Task to carry out — In the listing below, locate the line containing "positive clicks: (433, 110) (419, 122)" and the line containing "positive clicks: (418, 120)". Output both of them and every line between, exactly as written, and nothing more.
╭─ Provided information
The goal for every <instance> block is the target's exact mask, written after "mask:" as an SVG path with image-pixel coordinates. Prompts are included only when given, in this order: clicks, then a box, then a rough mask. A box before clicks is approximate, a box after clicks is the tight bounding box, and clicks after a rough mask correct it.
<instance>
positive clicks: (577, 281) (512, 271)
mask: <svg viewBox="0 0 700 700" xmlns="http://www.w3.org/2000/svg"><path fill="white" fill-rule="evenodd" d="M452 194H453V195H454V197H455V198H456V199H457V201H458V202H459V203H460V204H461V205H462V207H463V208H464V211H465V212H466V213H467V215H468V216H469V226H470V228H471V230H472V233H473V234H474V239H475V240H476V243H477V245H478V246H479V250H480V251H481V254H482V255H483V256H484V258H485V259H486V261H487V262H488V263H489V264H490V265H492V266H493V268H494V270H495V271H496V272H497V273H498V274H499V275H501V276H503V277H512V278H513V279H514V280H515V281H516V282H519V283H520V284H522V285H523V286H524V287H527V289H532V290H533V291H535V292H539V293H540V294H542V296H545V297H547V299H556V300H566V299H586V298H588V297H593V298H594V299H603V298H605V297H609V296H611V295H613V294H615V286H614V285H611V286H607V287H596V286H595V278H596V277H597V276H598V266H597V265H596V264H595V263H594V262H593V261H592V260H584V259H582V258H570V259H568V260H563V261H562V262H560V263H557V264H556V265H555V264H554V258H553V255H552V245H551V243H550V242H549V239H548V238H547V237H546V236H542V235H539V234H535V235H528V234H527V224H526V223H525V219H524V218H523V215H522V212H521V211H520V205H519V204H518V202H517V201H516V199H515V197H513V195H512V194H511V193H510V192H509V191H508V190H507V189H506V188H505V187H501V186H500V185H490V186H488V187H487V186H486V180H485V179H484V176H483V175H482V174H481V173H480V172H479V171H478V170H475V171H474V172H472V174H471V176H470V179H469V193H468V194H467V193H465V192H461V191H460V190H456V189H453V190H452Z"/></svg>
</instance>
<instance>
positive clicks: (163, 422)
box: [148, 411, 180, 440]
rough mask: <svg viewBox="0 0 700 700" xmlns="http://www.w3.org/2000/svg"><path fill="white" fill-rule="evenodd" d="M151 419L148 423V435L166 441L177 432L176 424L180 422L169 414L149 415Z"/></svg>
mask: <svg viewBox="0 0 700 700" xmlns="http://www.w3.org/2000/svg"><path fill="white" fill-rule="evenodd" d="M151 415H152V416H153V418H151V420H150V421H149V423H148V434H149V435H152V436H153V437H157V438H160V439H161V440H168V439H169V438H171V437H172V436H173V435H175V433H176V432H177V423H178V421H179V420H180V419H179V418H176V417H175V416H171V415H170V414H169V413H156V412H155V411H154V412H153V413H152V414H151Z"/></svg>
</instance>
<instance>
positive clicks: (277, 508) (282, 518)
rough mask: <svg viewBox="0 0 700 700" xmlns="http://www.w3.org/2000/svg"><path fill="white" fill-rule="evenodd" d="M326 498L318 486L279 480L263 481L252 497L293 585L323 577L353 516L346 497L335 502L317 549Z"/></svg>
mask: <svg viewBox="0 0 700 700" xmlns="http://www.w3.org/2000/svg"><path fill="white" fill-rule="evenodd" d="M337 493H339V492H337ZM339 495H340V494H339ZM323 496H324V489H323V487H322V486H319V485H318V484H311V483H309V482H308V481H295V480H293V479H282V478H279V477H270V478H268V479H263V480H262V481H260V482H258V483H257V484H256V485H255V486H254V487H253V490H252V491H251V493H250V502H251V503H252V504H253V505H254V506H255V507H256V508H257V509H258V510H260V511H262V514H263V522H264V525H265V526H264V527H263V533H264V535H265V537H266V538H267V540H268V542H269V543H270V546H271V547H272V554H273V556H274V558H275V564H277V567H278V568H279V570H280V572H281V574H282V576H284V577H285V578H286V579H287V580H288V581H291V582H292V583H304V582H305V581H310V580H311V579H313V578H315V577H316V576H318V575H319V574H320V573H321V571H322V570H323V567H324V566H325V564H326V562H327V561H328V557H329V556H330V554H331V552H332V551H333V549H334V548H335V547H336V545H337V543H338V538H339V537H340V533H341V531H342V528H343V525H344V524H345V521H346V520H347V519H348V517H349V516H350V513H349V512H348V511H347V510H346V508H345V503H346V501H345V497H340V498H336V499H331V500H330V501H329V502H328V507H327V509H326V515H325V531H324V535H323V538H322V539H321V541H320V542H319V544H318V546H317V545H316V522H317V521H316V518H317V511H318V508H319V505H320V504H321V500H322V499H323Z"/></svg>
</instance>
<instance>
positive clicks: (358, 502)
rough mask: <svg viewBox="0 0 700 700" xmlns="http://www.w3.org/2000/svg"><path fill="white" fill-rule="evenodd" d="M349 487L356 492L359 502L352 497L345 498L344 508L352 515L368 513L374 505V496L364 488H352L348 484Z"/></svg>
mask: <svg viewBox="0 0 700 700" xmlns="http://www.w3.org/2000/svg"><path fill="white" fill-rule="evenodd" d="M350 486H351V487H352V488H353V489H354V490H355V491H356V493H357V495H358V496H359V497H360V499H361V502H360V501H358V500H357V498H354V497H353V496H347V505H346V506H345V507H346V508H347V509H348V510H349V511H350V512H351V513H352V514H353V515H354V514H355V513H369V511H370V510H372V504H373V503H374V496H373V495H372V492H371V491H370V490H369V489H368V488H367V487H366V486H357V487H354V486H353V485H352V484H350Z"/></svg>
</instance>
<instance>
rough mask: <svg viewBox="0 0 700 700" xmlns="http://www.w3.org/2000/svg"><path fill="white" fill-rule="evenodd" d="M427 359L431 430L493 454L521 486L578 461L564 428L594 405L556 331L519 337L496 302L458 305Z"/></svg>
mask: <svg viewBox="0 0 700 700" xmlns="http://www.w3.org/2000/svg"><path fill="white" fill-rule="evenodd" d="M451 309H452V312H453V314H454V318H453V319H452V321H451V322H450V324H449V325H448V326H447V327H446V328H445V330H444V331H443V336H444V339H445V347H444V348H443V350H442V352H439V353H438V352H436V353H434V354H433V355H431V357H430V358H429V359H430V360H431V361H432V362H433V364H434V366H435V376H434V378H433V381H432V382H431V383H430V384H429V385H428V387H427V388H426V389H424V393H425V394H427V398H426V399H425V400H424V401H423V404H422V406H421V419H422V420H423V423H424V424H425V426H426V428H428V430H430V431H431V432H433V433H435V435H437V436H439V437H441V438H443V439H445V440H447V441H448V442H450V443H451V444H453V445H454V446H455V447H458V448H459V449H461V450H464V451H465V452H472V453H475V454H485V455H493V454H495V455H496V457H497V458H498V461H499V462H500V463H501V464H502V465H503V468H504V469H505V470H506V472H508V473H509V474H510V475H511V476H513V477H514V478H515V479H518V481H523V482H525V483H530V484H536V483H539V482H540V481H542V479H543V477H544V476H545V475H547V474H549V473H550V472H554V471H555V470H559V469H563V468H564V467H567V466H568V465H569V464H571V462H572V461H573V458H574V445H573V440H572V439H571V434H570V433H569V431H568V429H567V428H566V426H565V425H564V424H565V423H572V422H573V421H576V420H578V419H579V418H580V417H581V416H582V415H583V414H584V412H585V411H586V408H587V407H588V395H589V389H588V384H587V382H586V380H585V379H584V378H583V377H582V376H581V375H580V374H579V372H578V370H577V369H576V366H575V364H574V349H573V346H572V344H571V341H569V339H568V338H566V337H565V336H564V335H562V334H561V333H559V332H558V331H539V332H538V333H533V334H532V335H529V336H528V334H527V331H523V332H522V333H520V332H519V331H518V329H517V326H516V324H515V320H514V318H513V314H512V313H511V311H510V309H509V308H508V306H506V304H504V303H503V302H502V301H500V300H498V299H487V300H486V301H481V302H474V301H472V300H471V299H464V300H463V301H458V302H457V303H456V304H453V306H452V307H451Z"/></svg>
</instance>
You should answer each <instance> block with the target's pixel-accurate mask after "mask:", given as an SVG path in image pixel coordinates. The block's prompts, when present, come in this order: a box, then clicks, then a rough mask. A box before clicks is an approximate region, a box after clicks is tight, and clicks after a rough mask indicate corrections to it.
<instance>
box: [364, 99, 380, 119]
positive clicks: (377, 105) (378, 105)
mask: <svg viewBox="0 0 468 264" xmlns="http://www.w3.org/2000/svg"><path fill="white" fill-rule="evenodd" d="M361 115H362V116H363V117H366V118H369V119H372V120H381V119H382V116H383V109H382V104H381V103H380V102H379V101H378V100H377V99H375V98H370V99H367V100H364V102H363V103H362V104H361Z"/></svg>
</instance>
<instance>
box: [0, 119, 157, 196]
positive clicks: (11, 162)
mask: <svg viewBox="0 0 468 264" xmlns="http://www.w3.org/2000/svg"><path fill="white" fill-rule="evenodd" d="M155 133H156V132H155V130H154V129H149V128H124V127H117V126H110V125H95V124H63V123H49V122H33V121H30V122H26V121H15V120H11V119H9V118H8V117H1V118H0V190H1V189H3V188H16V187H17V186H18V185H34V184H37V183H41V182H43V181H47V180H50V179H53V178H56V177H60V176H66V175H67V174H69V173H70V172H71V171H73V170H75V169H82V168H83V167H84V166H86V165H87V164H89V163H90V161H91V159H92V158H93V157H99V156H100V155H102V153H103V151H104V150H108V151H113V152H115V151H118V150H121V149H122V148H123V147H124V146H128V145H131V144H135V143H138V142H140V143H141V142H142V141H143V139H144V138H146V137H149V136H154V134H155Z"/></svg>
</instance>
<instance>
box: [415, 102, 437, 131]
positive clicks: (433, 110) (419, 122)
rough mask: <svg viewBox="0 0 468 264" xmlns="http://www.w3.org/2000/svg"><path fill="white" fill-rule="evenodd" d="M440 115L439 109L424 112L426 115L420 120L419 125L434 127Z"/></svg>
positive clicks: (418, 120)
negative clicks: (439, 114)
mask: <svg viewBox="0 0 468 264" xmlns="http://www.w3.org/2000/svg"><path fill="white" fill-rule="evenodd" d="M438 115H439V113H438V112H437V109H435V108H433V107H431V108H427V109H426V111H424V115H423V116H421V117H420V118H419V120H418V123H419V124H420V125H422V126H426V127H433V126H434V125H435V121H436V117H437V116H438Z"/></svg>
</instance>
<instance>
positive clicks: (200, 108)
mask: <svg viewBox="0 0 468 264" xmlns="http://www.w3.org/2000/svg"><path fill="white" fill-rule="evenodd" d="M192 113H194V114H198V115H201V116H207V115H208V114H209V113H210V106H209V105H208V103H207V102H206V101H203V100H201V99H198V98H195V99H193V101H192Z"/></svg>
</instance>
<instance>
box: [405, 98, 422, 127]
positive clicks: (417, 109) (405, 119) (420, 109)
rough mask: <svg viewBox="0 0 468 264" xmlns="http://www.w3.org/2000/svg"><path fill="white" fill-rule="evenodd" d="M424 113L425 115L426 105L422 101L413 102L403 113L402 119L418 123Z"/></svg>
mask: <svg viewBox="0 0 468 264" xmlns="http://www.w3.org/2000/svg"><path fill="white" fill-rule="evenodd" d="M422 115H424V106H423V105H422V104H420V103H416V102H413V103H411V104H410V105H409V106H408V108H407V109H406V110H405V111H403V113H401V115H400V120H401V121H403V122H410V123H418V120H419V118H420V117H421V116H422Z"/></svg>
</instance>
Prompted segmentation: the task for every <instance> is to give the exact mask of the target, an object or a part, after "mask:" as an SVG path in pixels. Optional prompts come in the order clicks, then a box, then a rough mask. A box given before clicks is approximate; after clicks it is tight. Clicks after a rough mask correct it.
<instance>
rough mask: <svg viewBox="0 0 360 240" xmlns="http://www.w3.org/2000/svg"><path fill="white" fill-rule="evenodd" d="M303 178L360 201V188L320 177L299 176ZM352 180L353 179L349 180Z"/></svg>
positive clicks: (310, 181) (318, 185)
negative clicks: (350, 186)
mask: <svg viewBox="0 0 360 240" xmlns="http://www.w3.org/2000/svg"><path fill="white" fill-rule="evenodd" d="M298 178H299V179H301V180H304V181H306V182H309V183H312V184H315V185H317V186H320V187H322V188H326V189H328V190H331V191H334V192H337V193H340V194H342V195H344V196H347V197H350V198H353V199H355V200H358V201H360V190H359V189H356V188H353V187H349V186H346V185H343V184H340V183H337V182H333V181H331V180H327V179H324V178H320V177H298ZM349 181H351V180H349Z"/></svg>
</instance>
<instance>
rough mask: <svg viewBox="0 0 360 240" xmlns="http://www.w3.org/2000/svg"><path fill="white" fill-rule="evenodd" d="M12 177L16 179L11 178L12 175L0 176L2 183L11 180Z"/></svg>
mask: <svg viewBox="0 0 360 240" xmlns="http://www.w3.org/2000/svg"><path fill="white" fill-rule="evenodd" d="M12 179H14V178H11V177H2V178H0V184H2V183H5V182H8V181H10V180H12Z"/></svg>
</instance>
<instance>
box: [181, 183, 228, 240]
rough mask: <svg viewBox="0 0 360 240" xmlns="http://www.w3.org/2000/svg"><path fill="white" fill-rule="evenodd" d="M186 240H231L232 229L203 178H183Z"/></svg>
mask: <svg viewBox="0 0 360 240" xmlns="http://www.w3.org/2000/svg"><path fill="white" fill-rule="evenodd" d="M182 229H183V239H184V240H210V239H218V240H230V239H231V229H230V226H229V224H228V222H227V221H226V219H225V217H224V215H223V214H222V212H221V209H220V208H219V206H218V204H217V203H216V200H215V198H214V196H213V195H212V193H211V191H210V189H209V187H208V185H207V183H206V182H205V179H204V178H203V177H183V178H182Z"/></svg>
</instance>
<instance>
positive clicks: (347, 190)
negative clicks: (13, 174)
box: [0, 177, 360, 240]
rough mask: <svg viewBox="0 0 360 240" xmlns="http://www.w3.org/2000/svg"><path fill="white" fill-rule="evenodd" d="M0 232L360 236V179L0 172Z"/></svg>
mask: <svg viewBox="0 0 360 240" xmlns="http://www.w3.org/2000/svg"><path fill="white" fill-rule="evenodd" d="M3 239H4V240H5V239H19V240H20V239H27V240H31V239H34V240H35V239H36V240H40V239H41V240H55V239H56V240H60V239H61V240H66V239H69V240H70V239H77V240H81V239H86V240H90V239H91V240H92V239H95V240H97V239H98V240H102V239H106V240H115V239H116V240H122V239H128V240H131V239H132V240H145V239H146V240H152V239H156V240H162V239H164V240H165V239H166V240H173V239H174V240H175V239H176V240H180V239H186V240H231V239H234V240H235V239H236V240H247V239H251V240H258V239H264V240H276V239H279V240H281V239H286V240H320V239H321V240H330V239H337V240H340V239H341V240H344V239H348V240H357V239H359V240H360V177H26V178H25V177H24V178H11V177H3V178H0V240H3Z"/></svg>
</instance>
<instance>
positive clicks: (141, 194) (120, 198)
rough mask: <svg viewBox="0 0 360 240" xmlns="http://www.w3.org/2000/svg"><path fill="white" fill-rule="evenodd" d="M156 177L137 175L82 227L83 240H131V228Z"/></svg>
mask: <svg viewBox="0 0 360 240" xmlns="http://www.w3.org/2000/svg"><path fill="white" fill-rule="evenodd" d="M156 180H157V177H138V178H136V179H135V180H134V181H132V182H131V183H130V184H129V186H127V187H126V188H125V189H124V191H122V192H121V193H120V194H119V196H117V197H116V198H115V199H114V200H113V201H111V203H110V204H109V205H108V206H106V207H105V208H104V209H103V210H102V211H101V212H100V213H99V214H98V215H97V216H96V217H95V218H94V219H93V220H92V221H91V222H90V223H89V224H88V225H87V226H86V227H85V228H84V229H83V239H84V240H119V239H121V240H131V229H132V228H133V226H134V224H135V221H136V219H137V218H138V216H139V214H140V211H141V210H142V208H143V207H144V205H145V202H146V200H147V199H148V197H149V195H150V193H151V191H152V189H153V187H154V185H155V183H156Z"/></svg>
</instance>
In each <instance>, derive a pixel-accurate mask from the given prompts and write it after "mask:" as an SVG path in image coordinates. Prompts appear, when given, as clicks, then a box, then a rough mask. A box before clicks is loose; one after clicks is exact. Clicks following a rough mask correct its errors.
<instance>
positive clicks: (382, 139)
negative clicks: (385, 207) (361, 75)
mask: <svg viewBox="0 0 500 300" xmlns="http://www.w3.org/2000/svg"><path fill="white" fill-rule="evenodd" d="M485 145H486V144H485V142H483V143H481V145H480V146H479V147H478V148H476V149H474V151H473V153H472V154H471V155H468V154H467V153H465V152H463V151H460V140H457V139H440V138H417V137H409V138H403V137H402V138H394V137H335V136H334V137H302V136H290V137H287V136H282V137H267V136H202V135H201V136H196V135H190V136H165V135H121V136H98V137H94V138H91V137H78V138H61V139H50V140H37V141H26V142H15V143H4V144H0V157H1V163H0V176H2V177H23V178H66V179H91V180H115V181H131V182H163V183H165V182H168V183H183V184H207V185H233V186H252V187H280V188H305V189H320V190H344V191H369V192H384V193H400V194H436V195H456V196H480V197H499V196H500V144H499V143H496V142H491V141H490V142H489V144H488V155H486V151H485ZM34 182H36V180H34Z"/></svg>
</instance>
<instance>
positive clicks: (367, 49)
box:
╰─
Result —
positive clicks: (433, 110) (419, 122)
rough mask: <svg viewBox="0 0 468 264" xmlns="http://www.w3.org/2000/svg"><path fill="white" fill-rule="evenodd" d="M440 115L439 109L424 112L426 115L420 120L419 125L434 127Z"/></svg>
positive clicks: (418, 120)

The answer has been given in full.